> **EXCERPT PROVIDED**

Sara Shackelford's Blog

Being Messed Up / 10.13.09, 10:05 PM

Being here is messing me up. I don’t really know how to process everything I’m seeing on a daily basis…the poverty, the pointless bureaucracy, the education system. The problems are so overwhelming and the cyclical that I find it hard to know how to focus on what I CAN do or even how to think about it.

All the Mission Year teams did PROP on Saturday – that stands for Pauper’s Right of Passage; for us, it was a day long poverty simulation. We dressed in clothes we were given and spent the day downtown digging in dumpsters, asking for money/food, and talking with people who live in that situation every day. The day was eye-opening and really hard. To even sit on the street corner set us apart from the rest of society – we got a brief taste of what it’s like to have people look at you and quickly avert their eyes, to have them not look you in the face even when they do give you money, to have them refuse you food even when they’re holding a bag of leftovers in their hands. Many teams also saw the humbling reality that the most generous people on the street are the ones who live there. Several people only had food saturday because a “fellow” homeless person decided to share the little they had. My partner Jessica (who’s also from Memphis!) and I only had two people really speak to us all day – one was the smiling old man who gave Jessica a hotdog (wrapped in a tortilla, which was strangely good, but that may’ve been because that was all we ate) and the other was Bill, a homeless man who showed us more effective (and vocal!) ways to panhandle after making us admit we weren’t actually homeless. He also wrapped me in a long hug on the corner of a busy intersection while he prayed for us and thanked Jesus for loving all people.

> **DATA PROVIDED**
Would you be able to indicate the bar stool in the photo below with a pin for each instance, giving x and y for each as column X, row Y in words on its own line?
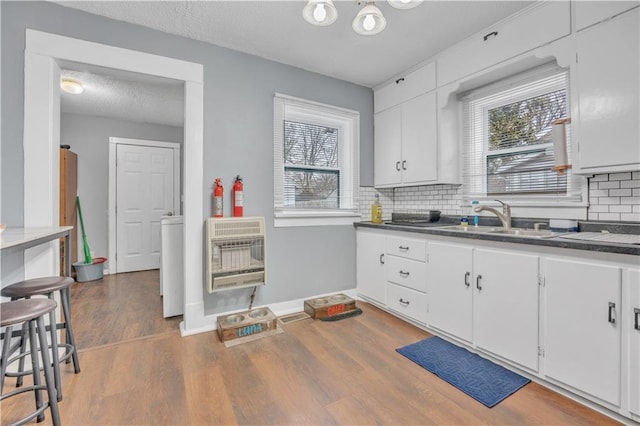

> **EXERCISE TASK 1**
Reproduce a passage from the blog post about the poverty simulation. Begin at the words "Being Messed Up" and stop after "think about it.".
> **EXERCISE TASK 2**
In the blog post about the poverty simulation, what does PROP stand for?
> **EXERCISE TASK 3**
Continue the blog post about the poverty simulation from where it stops.

> **EXERCISE OUTPUT 1**
Being Messed Up / 10.13.09, 10:05 PM

Being here is messing me up. I don’t really know how to process everything I’m seeing on a daily basis…the poverty, the pointless bureaucracy, the education system. The problems are so overwhelming and the cyclical that I find it hard to know how to focus on what I CAN do or even how to think about it.

> **EXERCISE OUTPUT 2**
Pauper's Right of Passage

> **EXERCISE OUTPUT 3**
So now I don’t know how to walk down a street, how I should, as a follower of Christ, love the people there. I discovered alot about the person I would probably be if I was homeless…at first, I felt bad about taking people’s money when I didn’t really need it, but as soon as I started really getting hungry, it didn’t bother me. I found myself becoming incredibly angry and bitter when I realized people had no problem telling us they didn’t have any food even as they held leftovers. I found myself realizing if I truly was starving, stealing or lying would be very viable options. I felt completely set apart from the world, like I didn’t even have a right to set foot in a store since I had no means to buy anything or in a way, to really even exist in that world. I know that probably doesn’t make alot of sense, especially since we really didn’t do the simulation for all that long. But the intense way we experienced those feelings in only that day made me only wonder what it must be like to live like that. So again, how do any of us walk down the street?

Sara Shackelford

1 Comments

  1. I love you sara.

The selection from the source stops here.